* **SUPPLIED TEXT**:
········

Gaethje was out only briefly. He was the first one to reach Nurmagomedov at the center of the Octagon. As Nurmagomedov wept, the man he had just choked out knelt beside him and hugged the champ.

It was a wild swing of emotions for all involved, fighters and fans alike. Before Nurmagomedov started peeling away his gloves, the immediate thought was that this was his biggest win to date, and the gateway for him to build an even greater legacy as one of MMA’s all-time greats.

His primary competition would no longer be in the lightweight division. It was time to acknowledge that Nurmagomedov’s most consequential measuring sticks would be a welterweight, a middleweight and a light heavyweight.

Georges St-Pierre. Anderson Silva. Jon Jones.

Those are the names you hear most often in a discussion of who’s the greatest MMA fighter of all time. Nurmagomedov was building his case for his spot on that short list with a full head of steam. Then, without warning, his gloves were off and sitting in the middle of the cage.

With his career now over, it will be debated where Nurmagomedov stands among those all-time greats. This win over Gaethje was just his third title defense. Jones successfully defended his UFC belt 11 times. Silva did it 10 times in a row during a record 2,457-day reign. GSP defended nine times in a row and won a championship in a second division.

Of course, none of those all-time greats can match the number that leaps off the Nurmagomedov résumé. It’s a big, bold zero. Everybody loses in MMA — except for 29-0 Khabib.

Nurmagomedov’s aura made him a singular star. He was relentlessly stoic to the end — until he no longer saw a need to contain his emotions. And his personal style matched his no-nonsense fighting approach. He mauled every single opponent put in front of him, and he did so in much the same way every time. Plan B? If there was one in the Nurmagomedov playbook, we never saw it enacted. Not one of his 29 foes foiled Plan A and forced him to turn the page. That’s something none of the other all-time greats could say — not Jones, not Silva, not GSP.

········

* **SET OF TASKS**:
**A.** List every weight division named in the passage about Khabib Nurmagomedov.
**B.** Pick up the passage on Nurmagomedov's career after the sentence ending "not Jones, not Silva, not GSP." and carry it forward.

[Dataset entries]
········

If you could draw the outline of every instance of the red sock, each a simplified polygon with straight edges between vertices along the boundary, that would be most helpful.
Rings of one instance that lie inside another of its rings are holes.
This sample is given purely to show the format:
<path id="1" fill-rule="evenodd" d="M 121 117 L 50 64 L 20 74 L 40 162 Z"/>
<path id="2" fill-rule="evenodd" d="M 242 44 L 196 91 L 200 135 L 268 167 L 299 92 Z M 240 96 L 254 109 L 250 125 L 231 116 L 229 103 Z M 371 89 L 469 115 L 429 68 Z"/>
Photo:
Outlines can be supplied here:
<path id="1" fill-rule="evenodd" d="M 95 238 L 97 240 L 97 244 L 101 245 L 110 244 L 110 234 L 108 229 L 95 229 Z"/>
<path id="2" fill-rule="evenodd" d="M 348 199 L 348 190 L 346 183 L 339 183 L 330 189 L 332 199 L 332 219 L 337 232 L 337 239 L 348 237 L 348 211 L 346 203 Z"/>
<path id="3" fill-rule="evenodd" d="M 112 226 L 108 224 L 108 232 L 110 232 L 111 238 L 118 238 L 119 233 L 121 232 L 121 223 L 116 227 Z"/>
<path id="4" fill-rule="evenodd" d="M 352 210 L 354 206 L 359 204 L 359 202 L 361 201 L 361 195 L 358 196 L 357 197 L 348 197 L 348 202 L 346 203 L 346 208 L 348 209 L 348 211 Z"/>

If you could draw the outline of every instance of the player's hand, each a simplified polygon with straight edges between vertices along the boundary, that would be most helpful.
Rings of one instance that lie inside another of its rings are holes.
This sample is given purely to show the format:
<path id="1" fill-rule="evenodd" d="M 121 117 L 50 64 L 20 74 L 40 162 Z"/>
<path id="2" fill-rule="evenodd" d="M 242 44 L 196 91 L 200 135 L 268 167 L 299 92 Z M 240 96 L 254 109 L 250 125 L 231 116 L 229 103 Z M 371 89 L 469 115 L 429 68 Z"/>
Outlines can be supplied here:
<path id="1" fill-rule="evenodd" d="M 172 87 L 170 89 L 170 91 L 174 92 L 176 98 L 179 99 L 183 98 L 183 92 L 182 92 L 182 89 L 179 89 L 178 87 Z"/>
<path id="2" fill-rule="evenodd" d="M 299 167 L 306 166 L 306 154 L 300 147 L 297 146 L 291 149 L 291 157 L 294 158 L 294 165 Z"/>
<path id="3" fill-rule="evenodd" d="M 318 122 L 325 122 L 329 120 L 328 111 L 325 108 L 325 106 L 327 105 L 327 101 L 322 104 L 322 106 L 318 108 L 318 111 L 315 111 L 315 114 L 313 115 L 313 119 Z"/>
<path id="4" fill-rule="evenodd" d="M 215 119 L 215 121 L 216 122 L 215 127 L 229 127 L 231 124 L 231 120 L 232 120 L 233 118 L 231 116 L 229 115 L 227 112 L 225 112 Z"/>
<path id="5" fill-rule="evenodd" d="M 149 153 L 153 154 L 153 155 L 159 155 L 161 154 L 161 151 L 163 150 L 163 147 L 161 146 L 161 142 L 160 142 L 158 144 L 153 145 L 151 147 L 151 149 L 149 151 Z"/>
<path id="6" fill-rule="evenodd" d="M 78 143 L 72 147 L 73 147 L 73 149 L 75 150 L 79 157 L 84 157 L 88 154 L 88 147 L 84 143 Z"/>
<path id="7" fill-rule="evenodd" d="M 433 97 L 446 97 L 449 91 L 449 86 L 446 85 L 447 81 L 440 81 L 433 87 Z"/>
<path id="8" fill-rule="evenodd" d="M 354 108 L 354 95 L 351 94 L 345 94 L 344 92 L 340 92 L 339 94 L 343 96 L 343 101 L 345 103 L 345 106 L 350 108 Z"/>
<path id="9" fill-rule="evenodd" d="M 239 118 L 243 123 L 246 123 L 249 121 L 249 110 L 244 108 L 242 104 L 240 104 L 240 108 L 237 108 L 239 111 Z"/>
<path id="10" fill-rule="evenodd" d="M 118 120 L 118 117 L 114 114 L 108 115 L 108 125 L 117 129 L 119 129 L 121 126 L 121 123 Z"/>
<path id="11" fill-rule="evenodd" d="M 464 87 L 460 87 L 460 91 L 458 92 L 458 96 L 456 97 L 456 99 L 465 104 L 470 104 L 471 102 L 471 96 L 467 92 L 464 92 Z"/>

········

* **ANSWERS**:
**A.** lightweight, welterweight, middleweight, light heavyweight

**B.**
And while no one would label Nurmagomedov as a man with a flair for the dramatic, he did save his signature win for the career swan song. Nurmagomedov will be remembered for the brilliance that picked up steam in his final three fights. His 2018 beatdown of Conor McGregor, a former champ, was the biggest spectacle in UFC history, and Nurmagomedov followed that up with last year’s submission of Dustin Poirier. The Poirier win, much like this victory, was eye-opening, in that “The Diamond” had been on a roll and was thought to be well-versed enough in grappling to pose a threat.

But the fight turned out to be just another smashing performance by Nurmagomedov in a long line of them.

Nurmagomedov’s thorough beatdowns of McGregor and Poirier did the unthinkable and dropped the great Jon Jones out of the No. 1 spot in ESPN’s pound-for-pound rankings. Saturday’s win over Gaethje seemed to be the next step, a play for the long term. It was not the same old, same old in its execution. Nurmagomedov showed the most urgent pursuit of a finish that he ever has, without sacrificing the dominant position game that made him what he was.

He was showing us something new with that level of aggression, something to get even more excited about. And then it was all over, in an instant.

No way I’m going to come here without my father.

Those words came as a surprise in the moment, but anyone who ever saw Khabib stand pridefully next to his dad, or heard him speak about the man who raised him and nurtured a champion, surely understood. It was a miracle that the champ was able to perform as brilliantly as he did on Saturday. And now that Abdulmanap is gone, there is no fight left in Khabib.

Nurmagomedov has done all he needs to do inside the Octagon. Is he the greatest ever? That is a debate for some other day. For now, Khabib Nurmagomedov must be recognized, in awe, for unprecedented dominance as a fighter, and for the nearly universal respect and admiration he earned from others in the game.

As for the fans, Khabib always left us wanting more. We’ll have to settle for memories. They are glorious ones.